* **Do this**: Copy out all of the entries below line for line, without the pictures.

─── Record list ───

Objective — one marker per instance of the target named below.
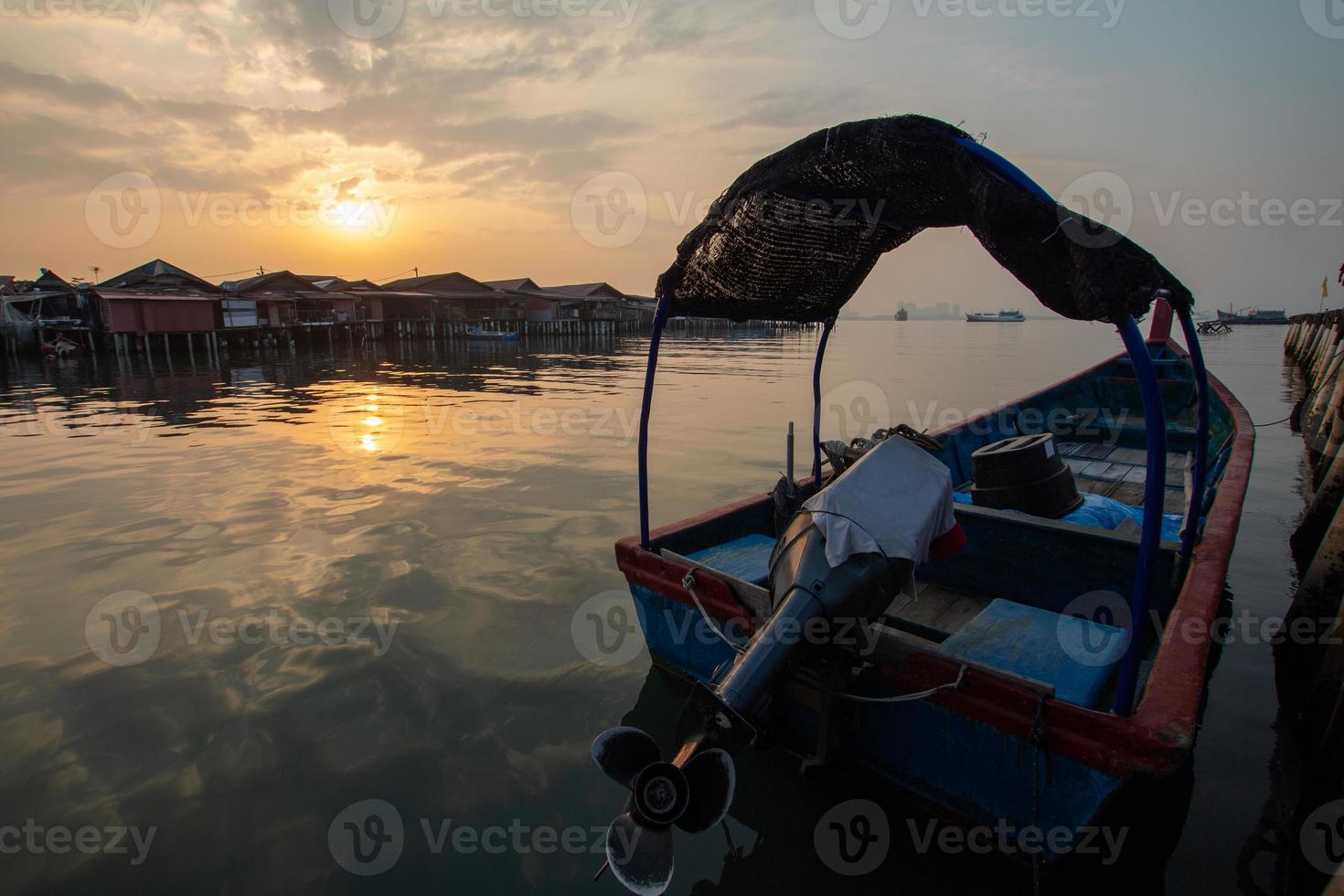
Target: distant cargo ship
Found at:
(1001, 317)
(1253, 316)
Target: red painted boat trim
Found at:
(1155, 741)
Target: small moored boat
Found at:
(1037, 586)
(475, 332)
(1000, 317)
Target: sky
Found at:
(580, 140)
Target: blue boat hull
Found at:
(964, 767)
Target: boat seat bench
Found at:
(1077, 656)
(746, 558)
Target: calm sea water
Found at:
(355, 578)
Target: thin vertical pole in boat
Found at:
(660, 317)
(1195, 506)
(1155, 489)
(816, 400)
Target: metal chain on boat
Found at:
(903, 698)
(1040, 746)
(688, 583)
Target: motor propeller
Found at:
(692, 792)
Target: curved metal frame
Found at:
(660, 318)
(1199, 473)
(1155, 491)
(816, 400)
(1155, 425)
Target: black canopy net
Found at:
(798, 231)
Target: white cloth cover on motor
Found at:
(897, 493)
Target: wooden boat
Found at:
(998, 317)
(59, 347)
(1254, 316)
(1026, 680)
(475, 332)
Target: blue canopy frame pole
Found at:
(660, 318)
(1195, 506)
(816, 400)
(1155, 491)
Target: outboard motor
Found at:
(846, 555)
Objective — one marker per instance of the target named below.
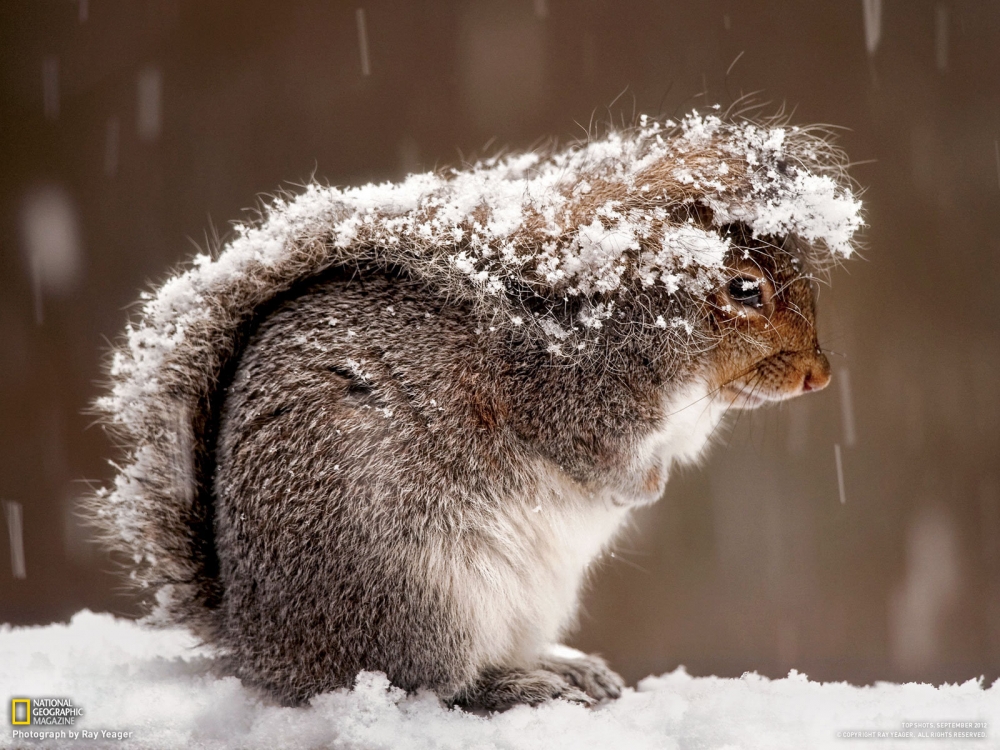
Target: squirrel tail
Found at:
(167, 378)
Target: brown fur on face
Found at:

───

* **Reply to the exercise**:
Objective — one marker per instance of the target named below.
Target: distant cargo ship
Found at:
(1001, 317)
(1253, 316)
Target: red painted boat trim
Found at:
(1155, 741)
Target: small moored boat
Found at:
(1037, 586)
(475, 332)
(1000, 317)
Target: sky
Found at:
(580, 140)
Target: blue boat hull
Found at:
(964, 767)
Target: boat seat bench
Found at:
(1077, 656)
(746, 558)
Target: calm sea water
Found at:
(355, 578)
Target: thin vertical pole in boat
Found at:
(660, 317)
(1195, 506)
(1155, 489)
(816, 400)
Target: metal chain on boat
Found at:
(903, 698)
(1040, 746)
(688, 583)
Target: motor propeller
Found at:
(692, 792)
Target: curved metal frame
Found at:
(660, 318)
(1199, 473)
(1155, 491)
(816, 400)
(1155, 425)
Target: black canopy net
Found at:
(798, 231)
Target: white cloth cover on motor
Found at:
(897, 493)
Target: wooden boat
Found at:
(998, 317)
(59, 347)
(1254, 316)
(1026, 680)
(475, 332)
Target: blue canopy frame pole
Found at:
(660, 318)
(1195, 506)
(816, 400)
(1155, 491)
Target: outboard motor
Found at:
(846, 555)
Objective — one marker per instance of the target named below.
Target: squirrel tail
Found at:
(167, 378)
Target: brown fur on face
Found at:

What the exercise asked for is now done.